● TO DO:
In the data below, change every "query phrase" to "search phrase" and leave the rest of each line untouched.

A run of records:
━━━━
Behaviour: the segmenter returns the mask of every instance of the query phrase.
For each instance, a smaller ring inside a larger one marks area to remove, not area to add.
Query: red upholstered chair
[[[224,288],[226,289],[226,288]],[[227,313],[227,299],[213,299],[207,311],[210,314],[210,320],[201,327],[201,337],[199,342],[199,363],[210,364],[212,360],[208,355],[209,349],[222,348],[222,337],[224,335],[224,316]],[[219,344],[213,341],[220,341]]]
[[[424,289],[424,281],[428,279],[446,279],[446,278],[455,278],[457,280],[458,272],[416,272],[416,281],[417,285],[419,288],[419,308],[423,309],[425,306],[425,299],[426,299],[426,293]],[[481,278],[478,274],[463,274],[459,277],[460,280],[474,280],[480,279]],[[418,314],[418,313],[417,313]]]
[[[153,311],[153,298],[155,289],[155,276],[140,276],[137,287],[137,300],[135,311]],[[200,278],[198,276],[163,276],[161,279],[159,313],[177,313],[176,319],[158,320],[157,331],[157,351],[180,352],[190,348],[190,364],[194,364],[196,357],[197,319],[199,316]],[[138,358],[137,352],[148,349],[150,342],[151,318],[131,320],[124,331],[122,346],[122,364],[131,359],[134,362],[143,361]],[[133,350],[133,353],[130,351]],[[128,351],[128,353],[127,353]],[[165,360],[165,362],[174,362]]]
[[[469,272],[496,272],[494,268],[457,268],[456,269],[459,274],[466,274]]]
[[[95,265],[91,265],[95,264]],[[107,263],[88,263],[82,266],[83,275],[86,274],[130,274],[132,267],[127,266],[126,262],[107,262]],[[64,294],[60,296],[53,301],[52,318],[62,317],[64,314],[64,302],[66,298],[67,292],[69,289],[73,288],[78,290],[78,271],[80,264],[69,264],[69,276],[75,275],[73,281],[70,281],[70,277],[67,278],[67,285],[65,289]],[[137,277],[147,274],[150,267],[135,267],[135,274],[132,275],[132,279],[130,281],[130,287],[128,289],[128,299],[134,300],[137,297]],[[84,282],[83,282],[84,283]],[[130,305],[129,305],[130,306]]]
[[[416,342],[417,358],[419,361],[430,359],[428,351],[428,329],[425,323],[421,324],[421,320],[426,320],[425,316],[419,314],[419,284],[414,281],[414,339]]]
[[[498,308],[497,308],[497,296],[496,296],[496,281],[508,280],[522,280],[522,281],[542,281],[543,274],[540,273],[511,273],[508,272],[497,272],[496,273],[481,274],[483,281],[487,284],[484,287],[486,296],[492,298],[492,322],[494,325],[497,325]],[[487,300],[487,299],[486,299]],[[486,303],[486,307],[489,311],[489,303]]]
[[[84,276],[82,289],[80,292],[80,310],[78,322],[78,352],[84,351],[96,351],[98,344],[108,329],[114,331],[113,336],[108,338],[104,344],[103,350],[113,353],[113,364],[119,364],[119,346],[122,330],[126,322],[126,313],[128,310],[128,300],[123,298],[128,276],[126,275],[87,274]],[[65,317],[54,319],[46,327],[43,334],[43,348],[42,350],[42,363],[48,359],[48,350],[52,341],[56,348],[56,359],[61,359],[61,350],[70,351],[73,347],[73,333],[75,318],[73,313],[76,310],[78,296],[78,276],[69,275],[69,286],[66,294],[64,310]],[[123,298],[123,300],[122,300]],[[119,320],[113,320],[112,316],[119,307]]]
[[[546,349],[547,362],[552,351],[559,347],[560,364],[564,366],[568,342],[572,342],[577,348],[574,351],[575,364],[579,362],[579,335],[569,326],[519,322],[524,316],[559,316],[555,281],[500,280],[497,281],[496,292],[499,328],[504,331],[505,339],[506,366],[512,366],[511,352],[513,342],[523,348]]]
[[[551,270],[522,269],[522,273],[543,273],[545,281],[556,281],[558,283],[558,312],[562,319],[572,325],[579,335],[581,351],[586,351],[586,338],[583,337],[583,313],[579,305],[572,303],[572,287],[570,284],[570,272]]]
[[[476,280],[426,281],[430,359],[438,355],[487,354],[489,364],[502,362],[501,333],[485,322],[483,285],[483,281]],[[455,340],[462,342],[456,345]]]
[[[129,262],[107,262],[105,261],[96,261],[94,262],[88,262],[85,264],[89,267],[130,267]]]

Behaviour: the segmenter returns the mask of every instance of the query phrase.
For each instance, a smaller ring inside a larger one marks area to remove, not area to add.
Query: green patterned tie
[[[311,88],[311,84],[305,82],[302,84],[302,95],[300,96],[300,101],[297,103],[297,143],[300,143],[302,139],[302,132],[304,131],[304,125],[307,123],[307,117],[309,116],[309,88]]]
━━━━
● ANSWER FOR THIS EXERCISE:
Behaviour: the segmenter returns the mask of every instance of the search phrase.
For each instance, a smaller ring inside a larger one marks area to remove, not area to add.
Query: red upholstered chair
[[[224,288],[226,289],[226,288]],[[227,313],[227,299],[213,299],[207,311],[210,314],[210,320],[201,327],[201,337],[199,342],[199,363],[210,364],[212,360],[208,355],[209,349],[222,348],[222,337],[224,335],[224,316]],[[219,344],[213,341],[220,341]]]
[[[424,289],[424,281],[428,279],[446,279],[446,278],[455,278],[457,280],[458,272],[416,272],[416,281],[417,285],[419,288],[419,308],[423,309],[425,306],[425,299],[426,299],[426,293]],[[481,278],[478,274],[463,274],[459,277],[460,280],[474,280],[480,279]],[[418,314],[418,313],[417,313]]]
[[[153,311],[153,298],[155,289],[155,276],[140,276],[137,287],[137,300],[135,311]],[[200,278],[198,276],[163,276],[161,279],[159,313],[177,313],[176,319],[158,320],[157,331],[157,351],[180,352],[190,348],[190,364],[194,364],[196,357],[197,319],[199,316]],[[138,358],[137,352],[148,349],[150,342],[151,318],[131,320],[124,331],[122,346],[122,364],[131,359],[134,362],[143,361]],[[133,350],[133,353],[130,351]],[[128,351],[128,353],[127,353]],[[165,360],[165,362],[174,362]]]
[[[469,272],[496,272],[494,268],[457,268],[456,269],[459,274],[466,274]]]
[[[95,265],[91,265],[95,264]],[[107,263],[88,263],[82,266],[83,275],[86,274],[130,274],[132,267],[127,266],[126,262],[107,262]],[[64,294],[60,296],[53,301],[52,318],[62,317],[64,314],[64,302],[66,298],[67,292],[69,289],[73,288],[78,290],[78,271],[80,264],[69,264],[69,276],[75,275],[73,281],[70,281],[70,277],[67,278],[67,285],[65,289]],[[137,277],[147,274],[150,267],[135,267],[135,274],[132,275],[132,279],[130,281],[130,287],[128,289],[128,299],[134,300],[137,297]],[[84,282],[83,282],[84,283]],[[130,305],[129,305],[130,306]]]
[[[416,342],[417,358],[419,361],[430,359],[428,351],[428,329],[425,323],[421,324],[421,320],[426,320],[425,316],[419,314],[419,284],[414,281],[414,339]]]
[[[498,308],[497,308],[497,296],[496,296],[496,281],[508,280],[522,280],[522,281],[542,281],[543,274],[540,273],[511,273],[508,272],[497,272],[496,273],[481,274],[483,281],[487,284],[484,287],[486,296],[492,298],[492,322],[494,325],[497,325]],[[487,300],[487,299],[486,299]],[[486,303],[486,307],[489,311],[489,303]]]
[[[84,276],[82,289],[80,292],[80,310],[78,322],[78,352],[84,351],[96,351],[98,344],[108,329],[114,331],[113,336],[108,338],[104,344],[103,350],[113,353],[113,364],[119,364],[119,346],[122,330],[126,322],[126,313],[128,310],[128,300],[123,298],[128,276],[126,275],[87,274]],[[65,317],[54,319],[46,327],[43,334],[43,348],[42,350],[42,363],[48,359],[48,350],[52,341],[56,348],[56,359],[61,359],[61,350],[70,351],[73,347],[73,333],[75,318],[73,313],[76,310],[78,296],[78,276],[69,275],[69,286],[66,294],[64,310]],[[123,298],[123,300],[122,300]],[[119,320],[113,320],[112,316],[119,307]]]
[[[546,349],[547,362],[552,351],[559,347],[560,364],[564,366],[568,342],[572,342],[577,348],[574,351],[575,364],[579,362],[579,335],[569,326],[519,322],[524,316],[559,316],[555,281],[500,280],[497,281],[496,292],[499,328],[504,331],[505,339],[506,366],[512,366],[511,352],[513,342],[523,348]]]
[[[551,270],[522,269],[522,273],[543,273],[545,281],[556,281],[558,283],[558,312],[562,319],[572,325],[579,335],[581,351],[586,351],[586,338],[583,337],[583,313],[579,305],[572,303],[572,287],[570,284],[570,272]]]
[[[476,280],[426,281],[430,359],[438,355],[487,354],[489,364],[502,362],[501,333],[485,322],[483,285],[483,281]],[[455,340],[462,342],[456,345]]]
[[[129,262],[107,262],[105,261],[96,261],[94,262],[88,262],[85,264],[89,267],[130,267]]]

Behaviour: the segmenter returns the mask of every instance of the search phrase.
For each instance, a smaller ring inside a larger one marks area to remove, not area to add.
Query: green patterned tie
[[[311,88],[311,84],[305,82],[302,84],[302,95],[300,96],[300,101],[297,103],[297,143],[300,143],[302,139],[302,132],[304,131],[304,125],[307,123],[307,117],[309,116],[309,88]]]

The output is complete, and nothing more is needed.